A run of rows:
======

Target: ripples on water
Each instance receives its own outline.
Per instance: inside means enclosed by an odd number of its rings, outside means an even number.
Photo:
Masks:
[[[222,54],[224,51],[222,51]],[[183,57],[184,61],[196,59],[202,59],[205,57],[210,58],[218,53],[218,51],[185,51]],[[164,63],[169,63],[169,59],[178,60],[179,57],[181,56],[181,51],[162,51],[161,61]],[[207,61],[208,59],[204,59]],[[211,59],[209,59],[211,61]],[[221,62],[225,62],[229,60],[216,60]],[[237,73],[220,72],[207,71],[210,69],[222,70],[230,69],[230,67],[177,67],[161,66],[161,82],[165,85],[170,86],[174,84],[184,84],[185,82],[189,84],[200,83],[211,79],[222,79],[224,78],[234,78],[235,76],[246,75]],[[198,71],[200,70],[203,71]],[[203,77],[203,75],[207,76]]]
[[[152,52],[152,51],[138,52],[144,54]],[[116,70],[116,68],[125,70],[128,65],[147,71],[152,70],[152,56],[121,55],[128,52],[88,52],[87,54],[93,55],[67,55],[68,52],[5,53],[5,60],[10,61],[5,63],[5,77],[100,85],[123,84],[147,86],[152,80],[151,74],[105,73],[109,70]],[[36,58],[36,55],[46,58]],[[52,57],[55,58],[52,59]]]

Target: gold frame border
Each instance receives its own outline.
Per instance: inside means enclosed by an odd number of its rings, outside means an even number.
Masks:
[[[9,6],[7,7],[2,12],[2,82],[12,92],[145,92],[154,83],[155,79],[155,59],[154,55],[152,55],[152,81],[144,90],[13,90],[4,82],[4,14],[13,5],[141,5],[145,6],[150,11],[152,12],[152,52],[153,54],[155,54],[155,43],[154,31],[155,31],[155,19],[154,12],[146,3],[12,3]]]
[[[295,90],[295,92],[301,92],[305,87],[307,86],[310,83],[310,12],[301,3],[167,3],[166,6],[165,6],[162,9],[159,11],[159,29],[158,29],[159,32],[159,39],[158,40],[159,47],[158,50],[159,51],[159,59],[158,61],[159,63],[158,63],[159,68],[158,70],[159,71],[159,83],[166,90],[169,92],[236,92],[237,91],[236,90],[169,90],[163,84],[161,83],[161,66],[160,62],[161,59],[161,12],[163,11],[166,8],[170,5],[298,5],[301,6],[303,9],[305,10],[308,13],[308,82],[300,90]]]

======

> _Objective_
Extract every one of the rows above and reproduce each line verbatim, without changing anything.

> _Result of the exercise_
Target: ripples on water
Each instance receives its own outline.
Per instance: inside means enclosed by an odd number of its rings, outside means an even number.
Photo:
Masks:
[[[222,54],[224,51],[222,51]],[[183,57],[184,61],[196,59],[202,59],[205,57],[210,58],[218,53],[218,51],[185,51]],[[164,63],[169,63],[169,59],[178,60],[179,57],[181,56],[181,51],[162,51],[161,61]],[[207,61],[208,59],[204,59]],[[211,59],[209,59],[211,61]],[[221,62],[225,62],[229,60],[216,60]],[[237,73],[220,72],[207,71],[210,69],[222,70],[230,69],[230,67],[177,67],[161,66],[161,82],[165,85],[170,86],[174,84],[184,84],[185,82],[189,84],[200,83],[211,79],[222,79],[224,78],[234,78],[235,76],[246,75]],[[198,71],[200,70],[203,71]],[[203,77],[203,75],[207,76]]]
[[[152,52],[152,51],[138,52],[144,54]],[[116,70],[116,68],[125,70],[128,65],[147,71],[152,70],[152,56],[121,55],[128,52],[88,52],[87,54],[93,55],[67,55],[68,52],[5,53],[5,60],[10,61],[5,63],[5,77],[100,85],[123,84],[147,86],[152,80],[151,74],[105,73],[109,70]],[[36,58],[36,55],[46,58]],[[52,57],[55,58],[52,59]]]

Target: gold frame border
Each instance receives its own outline.
Per instance: inside means enclosed by an odd number of its rings, outside means an even number.
Masks:
[[[9,6],[7,7],[2,12],[2,82],[12,92],[145,92],[154,83],[155,79],[155,59],[154,55],[152,55],[152,81],[144,90],[13,90],[4,82],[4,14],[13,5],[141,5],[145,6],[150,11],[152,12],[152,52],[153,54],[155,54],[155,43],[154,31],[155,31],[155,19],[154,12],[146,3],[12,3]]]
[[[295,90],[295,92],[301,92],[305,87],[307,86],[310,83],[310,12],[301,3],[167,3],[166,6],[165,6],[162,9],[159,11],[159,29],[158,29],[159,32],[159,39],[158,40],[159,47],[158,50],[159,51],[159,59],[158,61],[159,63],[158,63],[159,68],[158,70],[159,71],[159,83],[166,90],[169,92],[236,92],[237,91],[236,90],[169,90],[163,84],[161,83],[161,66],[160,62],[161,59],[161,12],[163,11],[166,8],[170,5],[298,5],[301,6],[303,9],[305,10],[308,13],[308,82],[300,90]]]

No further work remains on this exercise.